Effective July 1, 2023, the Company amended the credit agreement (the "2023 amendment") to reflect the changes necessary for the phaseout of LIBOR. Pursuant to the 2023 amendment, the Company pays a variable rate of interest on borrowings under the credit agreement and a commitment fee to the participating banks. The rate of interest on borrowings is Adjusted Daily Simple SOFR, as defined in the 2023 amendment, plus 1.75% if average quarterly availability is less than 50% of the total commitment, as defined in the 2023 amendment ("total commitment"), and the rate of interest on borrowings is Adjusted Daily Simple SOFR, as defined in the 2023 amendment, plus 1.50% if average quarterly availability is greater than or equal to 50% of the total commitment. The commitment fee for unused borrowings is 0.30% per annum if average borrowings are less than 35% of the total commitment and 0.25% if average borrowings are greater than or equal to 35% of the total commitment. As long as availability exceeds $80 million and certain events of default have not occurred and are not continuing, there are no financial covenant requirements under the credit agreement. The credit agreement, as amended by the 2023 amendment, matures on April 28, 2026.
At August 3, 2024, no borrowings were outstanding, and letters of credit totaling $25.3 million were issued under the credit agreement leaving unutilized availability under the facility of $774.7 million.
Note 8. Stock Repurchase Programs
In February 2022, the Company’s Board of Directors approved a stock repurchase program authorizing the Company to repurchase up to $500 million of its Class A Common Stock (“February 2022 Stock Plan”). In May 2023, the Company’s Board of Directors approved a stock repurchase program authorizing the Company to repurchase up to $500 million of its Class A Common Stock (“May 2023 Stock Plan”). The May 2023 Stock Plan permits the Company
to repurchase its Class A Common Stock in the open market, pursuant to preset trading plans meeting the requirements of Rule 10b5-1 under the Securities Exchange Act of 1934, as amended, or through privately negotiated transactions. The May 2023 Stock Plan has no expiration date.
The following is a summary of share repurchase activity for the periods indicated (in thousands, except per share data):
Cost of shares repurchased
103,444
217,254
Number of shares repurchased
358
715
Average price per share
289.32
303.98
All repurchases of the Company’s Class A Common Stock above were made at the market price at the trade date, and all amounts paid to reacquire these shares were allocated to treasury stock. As of August 3, 2024, the Company had completed the authorized purchases under the February 2022 Stock Plan, and $394.0 million of authorization remained under the May 2023 Stock Plan.
Note 9. Income Taxes
During the three and six months ended August 3, 2024 and July 29, 2023, income tax expense differed from what would be computed using the statutory federal income tax rate primarily due to the effects of state and local income taxes.
Note 10. Gain on Disposal of Assets
During the six months ended July 29, 2023, the Company recorded proceeds of $2.2 million primarily from the sale of one store property, resulting in a gain of $2.0 million that was recorded in gain on disposal of assets.

* Aim *
Write what comes next in the financial statement notes above, continuing after the note on gain on disposal of assets.

* Material shown *

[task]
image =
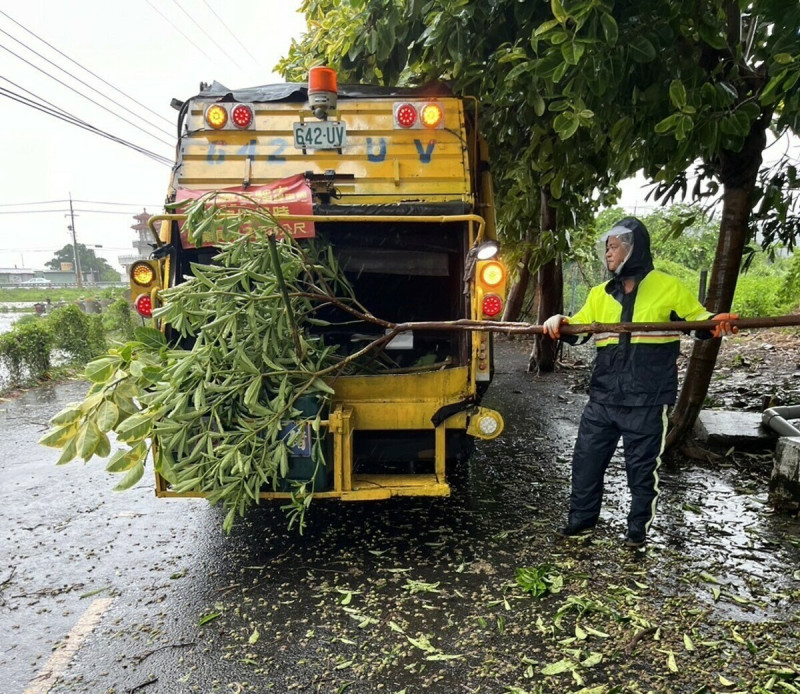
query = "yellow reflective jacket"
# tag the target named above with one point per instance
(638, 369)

* * *

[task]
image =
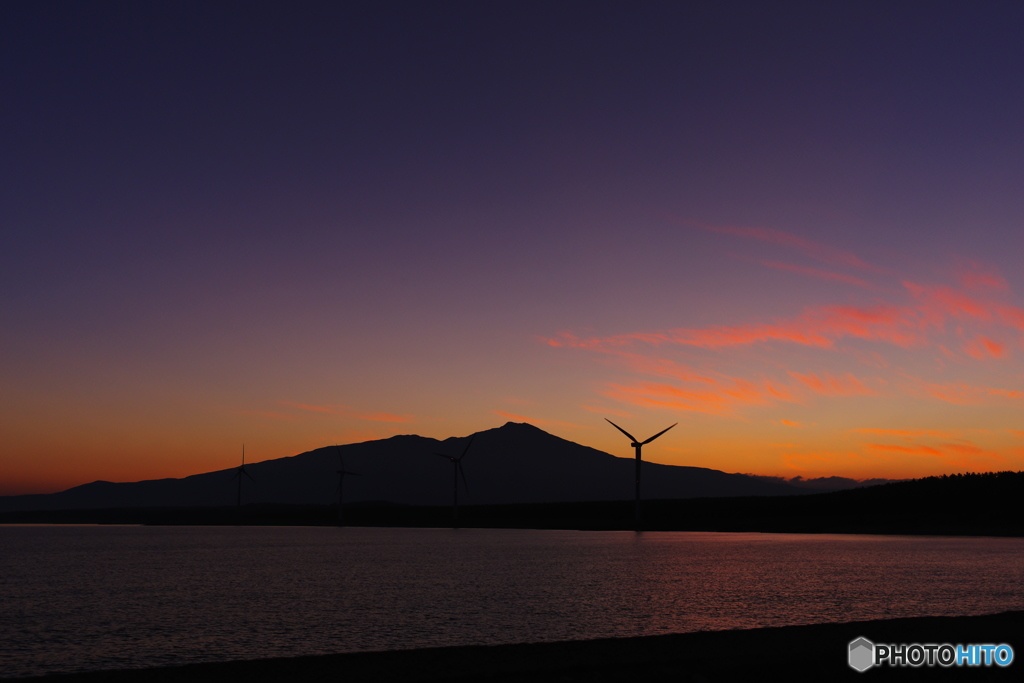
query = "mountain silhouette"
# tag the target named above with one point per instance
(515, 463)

...

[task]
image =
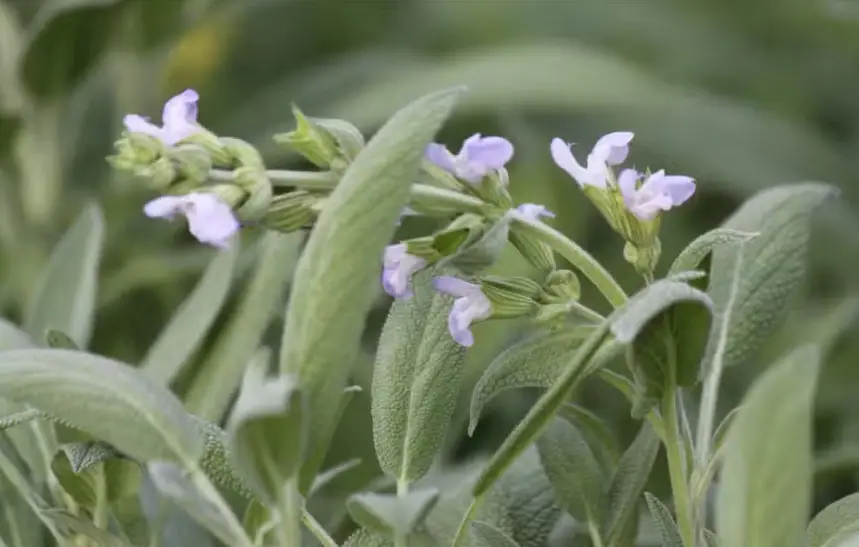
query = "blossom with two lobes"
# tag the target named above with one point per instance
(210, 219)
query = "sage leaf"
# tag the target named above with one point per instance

* Response for this exercise *
Note 11. Fair Value Disclosures
The estimated fair values of financial instruments presented herein have been determined by the Company using available market information and appropriate valuation methodologies. However, considerable judgment is required in interpreting market data to develop estimates of fair value. Accordingly, the estimates presented herein are not necessarily indicative of amounts the Company could realize in a current market exchange.
The fair value of the Company’s long-term debt and subordinated debentures are based on market prices and are categorized as Level 1 in the fair value hierarchy.
The fair value of the Company’s cash and cash equivalents and trade accounts receivable approximates their carrying values at August 3, 2024 due to the short-term maturities of these instruments. The Company’s short-term investments are recorded at amortized cost, which is consistent with the Company’s held-to-maturity classification. The fair value of the Company’s long-term debt at August 3, 2024 was approximately $336 million. The carrying value of the Company’s long-term debt at August 3, 2024 was approximately $322 million. The fair value of the Company’s subordinated debentures at August 3, 2024 was approximately $206 million. The carrying value of the Company’s subordinated debentures at August 3, 2024 was $200 million.
Item 2. Management’s Discussion and Analysis of Financial Condition and Results of Operations.
The following discussion should be read in conjunction with the condensed consolidated financial statements and the footnotes thereto included elsewhere in this report, as well as the financial and other information included in our Annual Report on Form 10-K for the fiscal year ended February 3, 2024.
EXECUTIVE OVERVIEW
The Company noted a weak performance during the three months ended August 3, 2024. Management attributed the disappointing results to a continued challenging consumer environment as well as increased expenses which, combined, negatively impacted sales and profitability. Compared to the prior year second quarter, total retail sales (which exclude construction sales) declined 5% while retail gross margin declined from 40.4% of sales to 39.1% of sales. Inventory was essentially unchanged at August 3, 2024 compared to the prior year second quarter.
For the three months ended August 3, 2024, the Company reported net income of $74.5 million ($4.59 per share) compared to net income of $131.5 million ($7.98 per share) for the three months ended July 29, 2023.
Selling, general and administrative (“SG&A”) expenses for the three months ended August 3, 2024 increased to $433.7 million (29.1% of sales) from $412.5 million (26.3% of sales) for the prior year second quarter. The increase of $21.2 million was primarily due to increased payroll expenses.
Net cash provided by operating activities was $176.0 million for the six months ended August 3, 2024 compared to $397.9 million for the prior year six-month period.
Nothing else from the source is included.